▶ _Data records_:
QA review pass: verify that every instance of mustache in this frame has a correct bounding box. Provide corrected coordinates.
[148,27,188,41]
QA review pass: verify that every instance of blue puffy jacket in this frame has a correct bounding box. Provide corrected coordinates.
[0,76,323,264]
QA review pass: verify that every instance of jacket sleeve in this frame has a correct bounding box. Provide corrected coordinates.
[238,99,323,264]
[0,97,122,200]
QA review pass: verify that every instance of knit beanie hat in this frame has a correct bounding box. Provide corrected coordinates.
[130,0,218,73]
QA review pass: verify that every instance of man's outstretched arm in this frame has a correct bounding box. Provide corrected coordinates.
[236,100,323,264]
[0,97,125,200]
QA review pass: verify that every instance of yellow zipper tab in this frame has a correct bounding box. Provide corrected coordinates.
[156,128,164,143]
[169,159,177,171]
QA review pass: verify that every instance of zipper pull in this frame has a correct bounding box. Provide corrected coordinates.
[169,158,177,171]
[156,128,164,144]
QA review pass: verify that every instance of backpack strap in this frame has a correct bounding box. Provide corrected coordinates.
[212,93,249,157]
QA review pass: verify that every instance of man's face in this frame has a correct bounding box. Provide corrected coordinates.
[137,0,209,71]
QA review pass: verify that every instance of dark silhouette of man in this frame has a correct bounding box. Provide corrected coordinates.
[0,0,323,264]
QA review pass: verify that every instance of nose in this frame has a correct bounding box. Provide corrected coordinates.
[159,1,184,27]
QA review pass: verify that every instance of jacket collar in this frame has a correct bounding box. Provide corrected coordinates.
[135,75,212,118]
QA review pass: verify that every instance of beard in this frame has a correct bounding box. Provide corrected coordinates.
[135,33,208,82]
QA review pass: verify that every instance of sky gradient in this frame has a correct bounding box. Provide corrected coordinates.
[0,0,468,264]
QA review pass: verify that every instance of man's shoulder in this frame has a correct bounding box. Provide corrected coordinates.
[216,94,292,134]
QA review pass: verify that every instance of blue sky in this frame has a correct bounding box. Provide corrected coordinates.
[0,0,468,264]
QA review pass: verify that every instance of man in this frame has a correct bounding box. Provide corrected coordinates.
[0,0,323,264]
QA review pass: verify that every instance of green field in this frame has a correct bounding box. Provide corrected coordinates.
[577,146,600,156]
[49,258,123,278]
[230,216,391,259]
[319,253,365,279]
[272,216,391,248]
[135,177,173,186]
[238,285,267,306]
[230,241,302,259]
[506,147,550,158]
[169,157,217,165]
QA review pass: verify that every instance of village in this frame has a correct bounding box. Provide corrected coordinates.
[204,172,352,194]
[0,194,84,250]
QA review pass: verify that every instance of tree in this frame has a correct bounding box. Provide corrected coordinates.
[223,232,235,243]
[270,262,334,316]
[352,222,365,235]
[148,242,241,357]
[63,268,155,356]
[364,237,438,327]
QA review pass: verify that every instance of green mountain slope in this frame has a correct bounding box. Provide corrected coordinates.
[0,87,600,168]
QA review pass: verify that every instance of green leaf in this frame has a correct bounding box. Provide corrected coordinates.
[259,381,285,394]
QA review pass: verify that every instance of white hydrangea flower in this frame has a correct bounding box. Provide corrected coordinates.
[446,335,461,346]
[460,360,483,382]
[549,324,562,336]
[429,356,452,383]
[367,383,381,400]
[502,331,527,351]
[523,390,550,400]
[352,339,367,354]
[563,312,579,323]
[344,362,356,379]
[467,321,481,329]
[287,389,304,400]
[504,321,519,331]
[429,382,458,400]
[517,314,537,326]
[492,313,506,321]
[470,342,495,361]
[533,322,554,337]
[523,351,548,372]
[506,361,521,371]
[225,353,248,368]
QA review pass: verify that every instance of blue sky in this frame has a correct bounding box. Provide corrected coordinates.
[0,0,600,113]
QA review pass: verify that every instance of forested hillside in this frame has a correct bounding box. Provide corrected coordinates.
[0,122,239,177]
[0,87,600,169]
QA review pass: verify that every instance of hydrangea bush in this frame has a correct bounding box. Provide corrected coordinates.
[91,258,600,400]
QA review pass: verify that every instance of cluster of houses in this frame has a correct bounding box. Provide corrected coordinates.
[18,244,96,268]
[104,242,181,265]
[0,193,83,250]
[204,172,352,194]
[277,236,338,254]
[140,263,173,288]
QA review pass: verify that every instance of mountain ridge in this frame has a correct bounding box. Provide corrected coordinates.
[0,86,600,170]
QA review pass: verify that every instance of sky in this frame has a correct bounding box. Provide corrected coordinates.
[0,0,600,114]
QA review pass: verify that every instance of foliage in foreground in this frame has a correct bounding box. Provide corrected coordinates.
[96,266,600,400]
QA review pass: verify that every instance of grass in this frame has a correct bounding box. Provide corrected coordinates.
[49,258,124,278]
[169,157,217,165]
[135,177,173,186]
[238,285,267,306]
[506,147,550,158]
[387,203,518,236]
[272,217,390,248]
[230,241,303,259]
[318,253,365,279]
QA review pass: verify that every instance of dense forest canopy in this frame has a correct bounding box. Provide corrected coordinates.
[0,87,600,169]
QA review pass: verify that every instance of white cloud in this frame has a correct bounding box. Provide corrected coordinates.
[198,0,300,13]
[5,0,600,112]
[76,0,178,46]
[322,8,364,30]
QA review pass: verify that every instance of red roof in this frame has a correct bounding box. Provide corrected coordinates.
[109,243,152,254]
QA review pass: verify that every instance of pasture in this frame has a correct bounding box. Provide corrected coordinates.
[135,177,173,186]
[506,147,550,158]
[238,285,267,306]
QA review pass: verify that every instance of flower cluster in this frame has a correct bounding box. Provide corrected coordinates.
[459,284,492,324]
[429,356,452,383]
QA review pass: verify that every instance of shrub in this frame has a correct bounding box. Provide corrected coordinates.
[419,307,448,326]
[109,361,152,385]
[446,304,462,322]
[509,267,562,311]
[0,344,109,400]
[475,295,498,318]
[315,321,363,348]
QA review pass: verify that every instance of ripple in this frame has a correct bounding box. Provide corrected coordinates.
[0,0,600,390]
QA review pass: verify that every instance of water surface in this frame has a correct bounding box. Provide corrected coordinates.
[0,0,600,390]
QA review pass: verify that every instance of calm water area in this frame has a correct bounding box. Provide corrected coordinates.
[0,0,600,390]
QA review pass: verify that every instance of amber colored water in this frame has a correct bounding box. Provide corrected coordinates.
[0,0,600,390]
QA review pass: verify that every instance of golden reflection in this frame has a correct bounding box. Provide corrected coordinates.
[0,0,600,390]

▶ _Job_:
Reproduce every item above, substituting "revised coordinates" for each occurrence of "corrected coordinates" and leaving all other text unchanged.

▶ _Result for this task_:
QA review pass: verify that every instance of mustache in this frame has a correct bounding box. Provide revised coordinates.
[148,27,188,41]
QA review pass: verify that every instance of blue puffy jacket in this frame has a correct bounding box. Provide revised coordinates.
[0,76,323,264]
QA review pass: verify that every instance of jacket sleeve in this frame has a correct bounding box. Provide revised coordinates.
[238,99,323,264]
[0,97,122,200]
QA review pass: verify that every instance of knit beanie hat in this frame has a correct bounding box. Provide revised coordinates.
[130,0,218,73]
QA review pass: verify that every instance of man's outstretched arm in this frame has a correct bounding box. Provide revised coordinates.
[236,100,323,264]
[0,97,125,200]
QA review pass: verify that every instance of yellow zipper tab in this frame has a correct bounding box. Provide revised coordinates.
[156,128,164,143]
[169,159,177,171]
QA review pass: verify that every instance of zipper pull in this frame has a correct bounding box. Provide revised coordinates.
[169,158,177,171]
[156,128,164,144]
QA review pass: verify that every instance of backpack strap in this frame has a correct bounding box. Provide revised coordinates.
[212,93,249,157]
QA review pass: verify that every instance of man's face in this frame has a correct bounding box. Provide revised coordinates.
[137,0,209,71]
QA review pass: verify that every instance of dark silhouette of man in this frame has a correct bounding box. Provide revised coordinates.
[0,0,323,264]
QA review pass: verify that every instance of nose in this frame has a correct bounding box. Provide revised coordinates.
[159,1,184,27]
QA review pass: verify that every instance of jacket collar in this frame has a correct bounding box. Provide revised coordinates.
[135,75,212,118]
QA review pass: verify that every instance of beard in this frame has a correct bounding box. Provide revised coordinates.
[135,33,208,82]
QA review pass: verify that every instance of sky gradient in this frame has a correct bounding box. Provide revised coordinates.
[0,0,468,264]
QA review pass: verify that every instance of man's shoulder in this frame has a correct bounding box. Provide revised coordinates.
[216,94,292,134]
QA review pass: verify that every instance of blue sky in this frame has a correct bounding box. Provide revised coordinates.
[0,0,468,264]
QA review pass: verify that every instance of man in this frame has a correct bounding box. Provide revised coordinates.
[0,0,323,264]
QA review pass: verify that every instance of green field in this frame has a correct bounding box. Provide revised coordinates.
[577,146,600,156]
[49,258,123,278]
[230,216,391,259]
[319,253,365,279]
[272,216,391,248]
[135,177,173,186]
[238,285,267,306]
[230,241,302,259]
[506,147,550,158]
[169,157,217,165]
QA review pass: verify that every instance of village in this frame has a correct bounding box. Provide revised coordinates.
[204,172,352,194]
[0,194,84,250]
QA review pass: verify that every instance of tree in this frame has a correct bounding box. Provide revised coordinates.
[223,232,235,243]
[270,262,334,316]
[352,222,365,235]
[148,242,241,357]
[63,268,155,356]
[364,237,438,327]
QA review pass: verify that every instance of green mountain slope in this frame has a correct bounding box. Provide revised coordinates.
[0,87,600,168]
QA review pass: verify that every instance of green leaf in this frame has a correct bounding box. Provide revised coordinates.
[259,381,285,394]
QA review pass: verify that every instance of white hydrangea flower in this frame has a correct bounding box. Provide revised coordinates.
[446,335,461,346]
[460,360,483,382]
[549,324,562,336]
[429,356,452,383]
[367,383,381,400]
[502,331,527,351]
[523,390,550,400]
[352,339,367,354]
[563,312,579,323]
[344,362,356,379]
[467,321,481,329]
[287,389,304,400]
[504,321,519,331]
[429,382,458,400]
[517,314,537,326]
[492,313,506,321]
[470,342,495,361]
[533,322,554,337]
[523,351,548,372]
[506,361,521,371]
[225,353,248,368]
QA review pass: verify that every instance of blue sky in this frame has a correct bounding box. Provide revised coordinates.
[0,0,600,113]
QA review pass: verify that every instance of forested hillside in this frame has a correct bounding box. Provide revised coordinates.
[0,122,239,177]
[0,87,600,169]
QA review pass: verify that every instance of hydrangea bush in this frame has a correct bounding box. Provide revised coordinates.
[91,258,600,400]
QA review pass: verify that every instance of cluster of houses in this frame has a correct bounding box. Provide revised coordinates.
[18,244,96,268]
[104,242,181,265]
[0,193,83,250]
[204,172,352,194]
[277,236,338,254]
[140,263,173,288]
QA review pass: verify that every instance of mountain ridge in this frame has a correct bounding box. Provide revised coordinates.
[0,86,600,170]
QA review pass: verify that every instance of sky in this frame has a correct bounding box. Provide revised coordinates.
[0,0,600,114]
QA review pass: verify that every instance of foliage in foreground in this frame has a correct bounding box. Provide revised coordinates.
[96,266,600,400]
QA review pass: verify that every instance of grass in this frame has a correct bounding box. Provide revised coordinates.
[49,258,124,278]
[169,157,217,165]
[135,177,173,186]
[238,285,267,306]
[506,147,550,158]
[387,203,518,236]
[272,217,390,248]
[230,241,303,259]
[318,253,365,279]
QA review pass: verify that every instance of dense forest canopy in this frame has a correct bounding box. Provide revised coordinates.
[0,87,600,169]
QA review pass: verify that every instance of white cloud in this frame has a correct bounding box. Provide revised coordinates.
[198,0,300,13]
[5,0,600,112]
[76,0,178,46]
[322,8,364,30]
QA review pass: verify that every instance of red roof in this frame has a correct bounding box. Provide revised coordinates.
[109,243,152,254]
QA review pass: verify that every instance of pasture in this frame has a correct bounding box. Provide revised coordinates.
[135,177,173,186]
[506,147,550,158]
[238,285,267,306]
QA review pass: verify that every instance of flower cluster in this frame has a correct bounding box. Provide revised coordinates.
[459,284,492,324]
[429,356,452,383]
QA review pass: verify that every instance of shrub in this frame has a correct bounding box. Provide revised coordinates.
[419,307,448,326]
[109,361,152,385]
[446,304,462,322]
[509,267,562,311]
[0,344,109,400]
[475,295,498,318]
[315,321,363,348]
QA review pass: verify that every instance of ripple in this frame has a correct bounding box. Provide revised coordinates.
[0,0,600,390]
QA review pass: verify that every instance of water surface in this frame has a correct bounding box. Provide revised coordinates.
[0,0,600,390]
QA review pass: verify that every instance of calm water area in this frame has a correct bounding box. Provide revised coordinates.
[0,0,600,390]
QA review pass: verify that every instance of amber colored water in this frame has a correct bounding box. Provide revised coordinates.
[0,0,600,390]
QA review pass: verify that every instance of golden reflection in this frame has a correct bounding box. Provide revised coordinates.
[0,0,600,390]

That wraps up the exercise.